*REQUIRED WORK:* Copy the following lines exactly, starting with the line that contains "outline multi-story house" and going on through the line that contains "[(215, 0), (216, 28), (267, 19), (267, 0)]", with both of those lines included.

*LISTING:*

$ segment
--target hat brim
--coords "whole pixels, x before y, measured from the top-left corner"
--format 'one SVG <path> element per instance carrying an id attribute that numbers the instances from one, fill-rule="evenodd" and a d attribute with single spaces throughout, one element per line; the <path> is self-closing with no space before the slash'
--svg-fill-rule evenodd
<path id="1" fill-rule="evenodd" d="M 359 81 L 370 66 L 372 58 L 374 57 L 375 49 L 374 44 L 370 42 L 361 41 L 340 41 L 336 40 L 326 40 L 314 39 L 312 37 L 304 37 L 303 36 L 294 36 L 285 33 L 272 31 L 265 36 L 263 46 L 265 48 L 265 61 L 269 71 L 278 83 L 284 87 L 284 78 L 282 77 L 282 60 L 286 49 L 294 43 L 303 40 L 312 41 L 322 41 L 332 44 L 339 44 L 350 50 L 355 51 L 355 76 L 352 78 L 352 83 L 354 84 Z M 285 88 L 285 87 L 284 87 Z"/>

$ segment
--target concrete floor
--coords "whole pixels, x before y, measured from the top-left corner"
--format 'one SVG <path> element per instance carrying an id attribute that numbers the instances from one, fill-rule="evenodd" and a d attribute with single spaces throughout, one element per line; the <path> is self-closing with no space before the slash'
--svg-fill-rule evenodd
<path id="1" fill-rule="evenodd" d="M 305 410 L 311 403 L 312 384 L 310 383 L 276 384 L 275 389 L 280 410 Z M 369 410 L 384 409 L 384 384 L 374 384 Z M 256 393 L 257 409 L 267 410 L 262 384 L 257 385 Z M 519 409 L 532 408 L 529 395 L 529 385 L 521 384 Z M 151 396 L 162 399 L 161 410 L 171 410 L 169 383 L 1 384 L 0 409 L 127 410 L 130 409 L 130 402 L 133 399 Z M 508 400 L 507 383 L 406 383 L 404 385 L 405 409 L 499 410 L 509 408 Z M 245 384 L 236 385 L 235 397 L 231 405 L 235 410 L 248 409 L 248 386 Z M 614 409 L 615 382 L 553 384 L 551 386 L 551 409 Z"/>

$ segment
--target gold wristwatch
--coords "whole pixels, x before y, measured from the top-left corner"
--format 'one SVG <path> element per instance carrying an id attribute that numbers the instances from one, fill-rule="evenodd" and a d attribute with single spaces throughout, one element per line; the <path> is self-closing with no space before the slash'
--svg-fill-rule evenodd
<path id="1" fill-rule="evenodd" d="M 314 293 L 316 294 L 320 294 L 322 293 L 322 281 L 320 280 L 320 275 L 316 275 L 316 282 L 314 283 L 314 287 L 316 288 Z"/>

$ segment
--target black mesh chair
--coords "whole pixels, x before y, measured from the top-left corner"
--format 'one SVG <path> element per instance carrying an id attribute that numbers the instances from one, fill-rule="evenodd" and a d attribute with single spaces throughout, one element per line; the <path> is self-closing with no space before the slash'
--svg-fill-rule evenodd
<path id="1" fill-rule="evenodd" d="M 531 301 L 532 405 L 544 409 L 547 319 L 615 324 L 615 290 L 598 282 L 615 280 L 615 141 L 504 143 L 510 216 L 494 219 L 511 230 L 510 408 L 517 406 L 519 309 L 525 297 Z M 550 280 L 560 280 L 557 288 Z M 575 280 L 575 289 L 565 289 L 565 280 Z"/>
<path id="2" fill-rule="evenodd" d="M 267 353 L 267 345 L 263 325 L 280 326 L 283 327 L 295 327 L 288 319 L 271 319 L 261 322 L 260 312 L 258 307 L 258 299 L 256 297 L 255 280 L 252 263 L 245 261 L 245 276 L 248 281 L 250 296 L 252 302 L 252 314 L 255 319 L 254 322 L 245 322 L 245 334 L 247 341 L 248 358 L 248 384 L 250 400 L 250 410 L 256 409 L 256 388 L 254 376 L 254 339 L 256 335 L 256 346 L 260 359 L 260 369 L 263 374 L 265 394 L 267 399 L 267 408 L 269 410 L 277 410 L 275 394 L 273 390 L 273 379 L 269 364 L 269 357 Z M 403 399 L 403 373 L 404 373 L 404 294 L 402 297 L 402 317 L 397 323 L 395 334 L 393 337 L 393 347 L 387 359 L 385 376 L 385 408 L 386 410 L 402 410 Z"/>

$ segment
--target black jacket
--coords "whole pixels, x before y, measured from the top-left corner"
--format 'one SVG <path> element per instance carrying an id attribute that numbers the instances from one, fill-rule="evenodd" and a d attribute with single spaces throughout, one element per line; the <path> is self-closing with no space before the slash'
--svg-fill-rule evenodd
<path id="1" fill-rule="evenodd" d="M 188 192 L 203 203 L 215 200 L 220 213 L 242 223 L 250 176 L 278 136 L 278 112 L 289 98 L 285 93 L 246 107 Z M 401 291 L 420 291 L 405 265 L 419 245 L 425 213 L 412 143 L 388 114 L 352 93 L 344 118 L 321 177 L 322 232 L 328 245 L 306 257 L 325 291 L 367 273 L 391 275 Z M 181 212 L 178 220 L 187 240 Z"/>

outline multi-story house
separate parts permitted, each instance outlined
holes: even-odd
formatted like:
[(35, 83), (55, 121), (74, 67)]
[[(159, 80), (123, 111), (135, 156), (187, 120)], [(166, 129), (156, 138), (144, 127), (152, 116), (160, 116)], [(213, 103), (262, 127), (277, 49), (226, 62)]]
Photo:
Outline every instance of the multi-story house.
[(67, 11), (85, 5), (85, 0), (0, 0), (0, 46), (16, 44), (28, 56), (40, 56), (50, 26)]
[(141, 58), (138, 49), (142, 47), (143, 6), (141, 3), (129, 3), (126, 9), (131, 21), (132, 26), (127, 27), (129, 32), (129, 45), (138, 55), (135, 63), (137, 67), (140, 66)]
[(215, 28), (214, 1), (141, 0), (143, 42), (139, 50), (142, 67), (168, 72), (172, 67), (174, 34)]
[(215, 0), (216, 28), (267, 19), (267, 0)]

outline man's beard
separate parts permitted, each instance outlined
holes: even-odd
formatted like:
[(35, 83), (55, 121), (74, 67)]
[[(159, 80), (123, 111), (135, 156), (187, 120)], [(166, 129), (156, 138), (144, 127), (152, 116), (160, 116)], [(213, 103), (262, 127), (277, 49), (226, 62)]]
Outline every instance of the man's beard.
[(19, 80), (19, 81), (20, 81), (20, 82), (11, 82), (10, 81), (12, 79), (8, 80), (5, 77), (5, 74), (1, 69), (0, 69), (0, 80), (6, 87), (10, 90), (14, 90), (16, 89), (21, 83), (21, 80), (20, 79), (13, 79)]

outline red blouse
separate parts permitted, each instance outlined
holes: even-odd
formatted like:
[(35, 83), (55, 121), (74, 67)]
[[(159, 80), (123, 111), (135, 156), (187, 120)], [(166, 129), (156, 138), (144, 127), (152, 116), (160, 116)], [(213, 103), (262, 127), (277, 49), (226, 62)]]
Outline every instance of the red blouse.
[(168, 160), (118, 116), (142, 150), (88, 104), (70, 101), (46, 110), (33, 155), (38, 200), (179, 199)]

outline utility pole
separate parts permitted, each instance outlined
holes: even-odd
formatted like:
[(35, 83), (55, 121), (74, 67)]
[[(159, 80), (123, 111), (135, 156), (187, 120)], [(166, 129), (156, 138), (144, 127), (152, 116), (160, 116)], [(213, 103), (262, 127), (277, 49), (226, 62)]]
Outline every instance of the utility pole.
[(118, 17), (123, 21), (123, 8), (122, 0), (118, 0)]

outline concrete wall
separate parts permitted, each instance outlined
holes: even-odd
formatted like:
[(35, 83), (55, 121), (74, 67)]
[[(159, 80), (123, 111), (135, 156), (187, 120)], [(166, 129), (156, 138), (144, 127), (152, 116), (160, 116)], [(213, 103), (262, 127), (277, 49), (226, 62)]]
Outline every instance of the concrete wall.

*SOLUTION TO THE EXERCISE:*
outline multi-story house
separate parts permitted, each instance outlined
holes: even-odd
formatted like:
[(35, 83), (55, 121), (74, 67)]
[[(159, 80), (123, 111), (135, 156), (187, 120)], [(166, 129), (156, 138), (144, 127), (152, 116), (160, 116)], [(213, 103), (262, 127), (277, 49), (226, 62)]]
Photo:
Outline every instance of the multi-story house.
[(67, 11), (85, 5), (85, 0), (0, 0), (0, 46), (16, 44), (28, 56), (40, 56), (50, 26)]
[(141, 58), (138, 49), (142, 47), (143, 6), (141, 3), (129, 3), (126, 9), (131, 21), (132, 26), (127, 27), (129, 32), (129, 45), (138, 55), (135, 63), (137, 67), (140, 66)]
[(215, 28), (214, 1), (141, 0), (143, 42), (139, 50), (142, 67), (168, 72), (172, 67), (174, 34)]
[(215, 0), (216, 28), (267, 19), (267, 0)]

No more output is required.